**DATA RECORDS**.
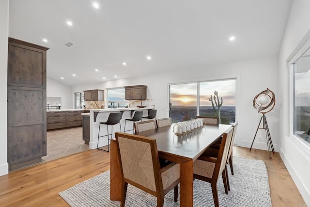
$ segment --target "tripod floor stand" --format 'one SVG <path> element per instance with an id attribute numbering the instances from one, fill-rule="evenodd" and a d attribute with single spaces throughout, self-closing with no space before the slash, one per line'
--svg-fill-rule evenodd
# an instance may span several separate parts
<path id="1" fill-rule="evenodd" d="M 263 116 L 261 118 L 261 120 L 260 121 L 260 123 L 258 124 L 258 127 L 257 127 L 257 129 L 256 129 L 256 132 L 255 133 L 255 135 L 254 136 L 254 139 L 253 139 L 253 142 L 252 142 L 252 144 L 251 144 L 251 147 L 250 148 L 250 151 L 252 149 L 252 146 L 253 146 L 253 143 L 254 143 L 254 141 L 255 140 L 255 137 L 256 137 L 256 135 L 257 134 L 257 131 L 258 129 L 264 129 L 265 132 L 266 133 L 266 139 L 267 140 L 267 147 L 268 148 L 268 151 L 269 152 L 269 158 L 271 158 L 271 151 L 272 151 L 272 152 L 275 153 L 275 150 L 273 148 L 273 145 L 272 144 L 272 141 L 271 140 L 271 137 L 270 136 L 270 132 L 269 132 L 269 128 L 268 127 L 268 124 L 267 124 L 267 119 L 266 119 L 266 116 L 265 116 L 265 113 L 263 113 Z M 261 126 L 261 123 L 262 122 L 262 120 L 263 120 L 263 127 L 260 127 Z"/>

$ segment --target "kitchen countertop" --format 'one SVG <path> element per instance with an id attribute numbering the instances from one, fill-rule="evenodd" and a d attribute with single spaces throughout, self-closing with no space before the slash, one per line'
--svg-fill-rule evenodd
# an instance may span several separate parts
<path id="1" fill-rule="evenodd" d="M 109 112 L 109 111 L 132 111 L 132 110 L 145 110 L 146 109 L 154 109 L 154 107 L 148 107 L 144 108 L 117 108 L 116 109 L 88 109 L 90 111 L 92 112 Z"/>
<path id="2" fill-rule="evenodd" d="M 54 112 L 54 111 L 89 111 L 89 109 L 50 109 L 46 110 L 46 112 Z"/>

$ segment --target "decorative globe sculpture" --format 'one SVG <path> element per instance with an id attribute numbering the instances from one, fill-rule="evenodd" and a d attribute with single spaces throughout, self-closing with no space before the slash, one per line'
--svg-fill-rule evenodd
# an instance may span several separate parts
<path id="1" fill-rule="evenodd" d="M 272 110 L 275 104 L 275 94 L 268 88 L 256 95 L 253 100 L 254 109 L 262 113 Z"/>
<path id="2" fill-rule="evenodd" d="M 254 97 L 253 100 L 253 106 L 254 109 L 258 111 L 259 112 L 262 113 L 263 116 L 261 118 L 261 120 L 258 124 L 256 132 L 254 136 L 253 142 L 252 142 L 252 144 L 250 148 L 250 151 L 252 149 L 254 141 L 255 139 L 256 135 L 257 134 L 257 131 L 258 129 L 264 129 L 266 132 L 266 139 L 267 140 L 267 147 L 268 148 L 268 151 L 269 154 L 269 158 L 271 158 L 271 151 L 272 151 L 273 153 L 275 153 L 275 150 L 273 148 L 273 145 L 272 144 L 272 141 L 271 140 L 271 137 L 270 136 L 270 133 L 269 132 L 269 129 L 268 127 L 268 124 L 267 124 L 267 119 L 265 114 L 272 110 L 275 107 L 276 104 L 276 98 L 275 98 L 275 94 L 270 90 L 268 88 L 267 90 L 262 91 L 258 94 L 255 97 Z M 261 123 L 263 120 L 263 127 L 260 127 L 261 126 Z"/>

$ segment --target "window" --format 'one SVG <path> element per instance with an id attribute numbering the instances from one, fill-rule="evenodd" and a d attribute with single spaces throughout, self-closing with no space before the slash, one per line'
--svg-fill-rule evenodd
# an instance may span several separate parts
<path id="1" fill-rule="evenodd" d="M 200 116 L 219 116 L 220 117 L 221 124 L 224 124 L 235 122 L 235 79 L 201 82 L 199 88 Z M 214 92 L 216 91 L 217 93 L 217 96 L 215 96 Z M 212 101 L 211 101 L 211 96 Z M 222 99 L 222 102 L 221 98 Z M 219 109 L 217 106 L 217 104 L 218 104 L 218 101 L 219 102 Z M 212 106 L 212 102 L 214 107 Z"/>
<path id="2" fill-rule="evenodd" d="M 197 83 L 170 85 L 170 116 L 173 122 L 194 119 L 197 114 Z"/>
<path id="3" fill-rule="evenodd" d="M 310 143 L 310 49 L 294 63 L 294 134 Z"/>
<path id="4" fill-rule="evenodd" d="M 235 79 L 171 84 L 170 91 L 170 116 L 174 122 L 193 119 L 197 115 L 220 116 L 221 124 L 235 121 Z M 217 103 L 214 99 L 216 91 L 220 102 L 219 109 L 216 106 L 217 96 L 216 96 Z M 211 96 L 214 108 L 209 100 Z"/>
<path id="5" fill-rule="evenodd" d="M 84 101 L 84 92 L 74 93 L 74 108 L 83 109 L 85 106 Z"/>
<path id="6" fill-rule="evenodd" d="M 108 108 L 125 108 L 128 105 L 128 101 L 125 100 L 125 88 L 124 87 L 107 90 Z"/>

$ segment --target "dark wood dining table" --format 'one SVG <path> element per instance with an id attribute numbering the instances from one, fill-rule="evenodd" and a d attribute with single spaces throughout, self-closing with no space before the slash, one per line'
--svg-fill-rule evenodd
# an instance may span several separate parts
<path id="1" fill-rule="evenodd" d="M 204 126 L 183 136 L 177 136 L 174 125 L 142 131 L 138 135 L 156 139 L 160 159 L 180 164 L 180 204 L 193 205 L 193 162 L 220 138 L 231 125 Z M 111 140 L 110 199 L 120 201 L 122 175 L 115 140 Z"/>

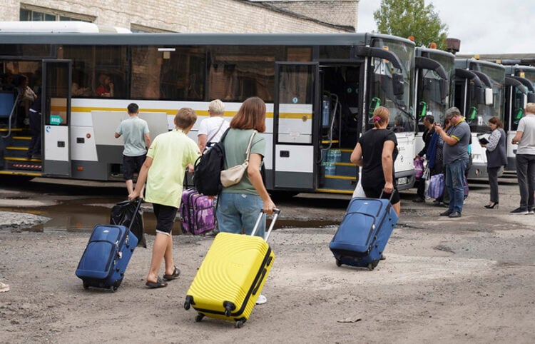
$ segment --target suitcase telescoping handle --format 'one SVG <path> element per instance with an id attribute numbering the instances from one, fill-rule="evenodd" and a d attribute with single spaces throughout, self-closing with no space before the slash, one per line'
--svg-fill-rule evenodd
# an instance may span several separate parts
<path id="1" fill-rule="evenodd" d="M 279 217 L 279 214 L 280 213 L 280 209 L 275 208 L 273 209 L 273 218 L 271 220 L 271 223 L 270 224 L 270 228 L 268 230 L 268 233 L 265 233 L 264 236 L 264 240 L 268 241 L 268 239 L 270 237 L 270 234 L 271 234 L 271 231 L 273 229 L 273 227 L 275 227 L 275 223 L 277 221 L 277 218 Z M 253 228 L 253 233 L 251 233 L 251 236 L 254 236 L 255 234 L 256 234 L 256 231 L 258 230 L 258 226 L 260 225 L 260 220 L 262 220 L 262 216 L 263 216 L 265 214 L 264 210 L 260 209 L 260 214 L 258 216 L 258 218 L 256 220 L 256 223 L 255 223 L 255 228 Z"/>
<path id="2" fill-rule="evenodd" d="M 133 213 L 132 214 L 132 220 L 130 221 L 130 225 L 128 225 L 128 231 L 132 229 L 132 226 L 133 226 L 134 218 L 136 218 L 136 214 L 138 213 L 138 211 L 139 211 L 139 209 L 141 208 L 141 203 L 143 203 L 143 200 L 141 197 L 136 197 L 136 198 L 133 199 L 131 201 L 138 202 L 138 205 L 136 206 L 136 211 L 134 211 Z"/>

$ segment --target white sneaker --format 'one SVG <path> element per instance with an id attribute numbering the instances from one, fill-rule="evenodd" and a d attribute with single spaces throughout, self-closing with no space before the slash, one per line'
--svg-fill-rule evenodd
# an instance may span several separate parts
<path id="1" fill-rule="evenodd" d="M 4 293 L 6 291 L 9 291 L 9 285 L 0 282 L 0 293 Z"/>
<path id="2" fill-rule="evenodd" d="M 257 305 L 263 305 L 266 302 L 268 302 L 268 298 L 262 294 L 259 295 L 258 298 L 256 300 Z"/>

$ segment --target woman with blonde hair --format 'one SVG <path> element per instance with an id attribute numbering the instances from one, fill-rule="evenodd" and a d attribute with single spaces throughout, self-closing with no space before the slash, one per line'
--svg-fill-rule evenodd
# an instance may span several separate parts
<path id="1" fill-rule="evenodd" d="M 491 117 L 489 126 L 491 133 L 487 143 L 482 143 L 486 149 L 486 171 L 489 173 L 489 185 L 491 190 L 490 203 L 485 206 L 487 209 L 498 208 L 499 197 L 498 195 L 498 173 L 502 166 L 507 164 L 507 153 L 505 149 L 505 141 L 507 135 L 504 130 L 504 125 L 498 117 Z"/>
<path id="2" fill-rule="evenodd" d="M 361 178 L 366 197 L 389 198 L 392 195 L 392 207 L 399 215 L 401 201 L 394 178 L 397 139 L 393 131 L 387 129 L 390 111 L 384 106 L 379 106 L 373 111 L 374 128 L 359 138 L 350 160 L 362 166 Z"/>
<path id="3" fill-rule="evenodd" d="M 251 134 L 265 131 L 265 103 L 258 97 L 246 99 L 230 121 L 230 129 L 223 138 L 225 168 L 243 163 Z M 216 218 L 220 232 L 251 235 L 260 215 L 260 210 L 273 213 L 275 203 L 264 186 L 260 173 L 265 151 L 265 138 L 254 136 L 249 156 L 249 166 L 237 184 L 223 188 L 218 198 Z M 265 217 L 263 218 L 255 235 L 264 238 Z M 265 303 L 266 298 L 260 295 L 257 303 Z"/>

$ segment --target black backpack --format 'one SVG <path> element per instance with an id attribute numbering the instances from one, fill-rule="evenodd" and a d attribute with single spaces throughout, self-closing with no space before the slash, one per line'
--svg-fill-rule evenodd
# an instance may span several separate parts
<path id="1" fill-rule="evenodd" d="M 229 129 L 225 131 L 219 142 L 211 144 L 210 148 L 195 162 L 193 184 L 199 193 L 218 196 L 223 190 L 220 176 L 225 165 L 223 139 Z"/>

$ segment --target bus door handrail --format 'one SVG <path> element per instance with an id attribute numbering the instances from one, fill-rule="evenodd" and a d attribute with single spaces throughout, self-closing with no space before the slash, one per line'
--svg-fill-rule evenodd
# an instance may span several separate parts
<path id="1" fill-rule="evenodd" d="M 530 83 L 531 84 L 531 83 Z M 521 82 L 520 82 L 519 80 L 516 80 L 515 78 L 513 78 L 512 76 L 507 76 L 505 77 L 505 86 L 513 86 L 517 88 L 520 91 L 524 94 L 527 94 L 528 91 L 527 88 L 524 86 Z"/>
<path id="2" fill-rule="evenodd" d="M 516 76 L 514 75 L 511 75 L 509 77 L 513 78 L 522 85 L 525 86 L 530 92 L 535 93 L 535 87 L 533 86 L 533 84 L 531 84 L 531 81 L 530 81 L 529 80 L 526 79 L 526 78 L 522 78 L 521 76 Z"/>
<path id="3" fill-rule="evenodd" d="M 491 79 L 488 75 L 479 71 L 472 71 L 474 72 L 474 74 L 476 74 L 479 78 L 479 80 L 481 80 L 485 84 L 485 86 L 486 87 L 488 87 L 489 88 L 492 88 L 492 81 L 491 81 Z"/>

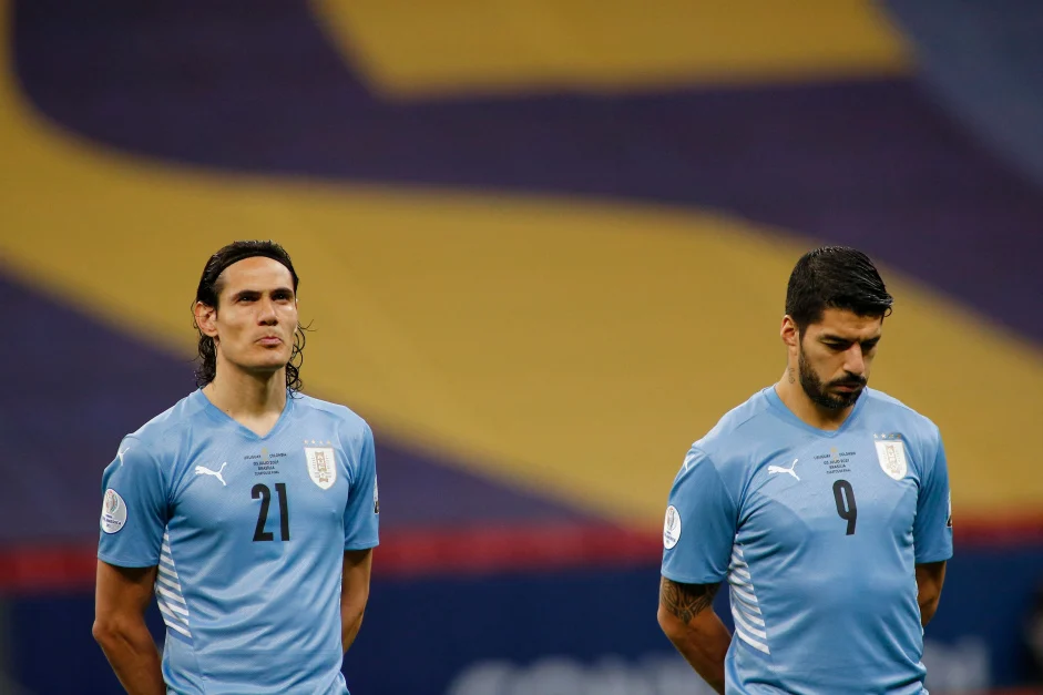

**TASK DETAILS**. Reproduce the data beginning at the line that contains "segment --target woman" and stopping after the line that contains "251 134 L 265", swapping "blonde" for "brown" and leaving everything else unchanged.

**WRITTEN RESPONSE**.
$ segment --target woman with brown hair --format 'one SVG <path> element per instance with an id attribute numbering the instances from one, fill-rule="evenodd" and a d attribute with single spaces throughout, self-closing with no space before the slash, one per line'
--svg-fill-rule evenodd
# an instance may span several separate parts
<path id="1" fill-rule="evenodd" d="M 491 117 L 489 126 L 491 133 L 487 143 L 482 143 L 486 149 L 486 171 L 489 173 L 489 185 L 491 190 L 490 203 L 485 206 L 487 209 L 498 208 L 499 197 L 498 195 L 498 173 L 502 166 L 507 164 L 507 153 L 505 149 L 505 141 L 507 135 L 504 130 L 504 125 L 498 117 Z"/>
<path id="2" fill-rule="evenodd" d="M 361 178 L 366 197 L 389 198 L 392 195 L 392 207 L 399 215 L 401 201 L 394 178 L 397 139 L 393 131 L 387 129 L 390 111 L 384 106 L 379 106 L 373 111 L 374 128 L 359 138 L 350 160 L 362 166 Z"/>
<path id="3" fill-rule="evenodd" d="M 251 134 L 265 131 L 265 103 L 258 97 L 246 99 L 230 121 L 230 129 L 223 138 L 225 168 L 243 163 Z M 216 218 L 220 232 L 251 235 L 260 215 L 260 210 L 273 213 L 275 203 L 264 186 L 260 173 L 265 151 L 265 138 L 254 136 L 249 156 L 249 166 L 237 184 L 223 188 L 218 198 Z M 265 217 L 263 218 L 255 235 L 264 238 Z M 265 303 L 266 298 L 260 295 L 257 303 Z"/>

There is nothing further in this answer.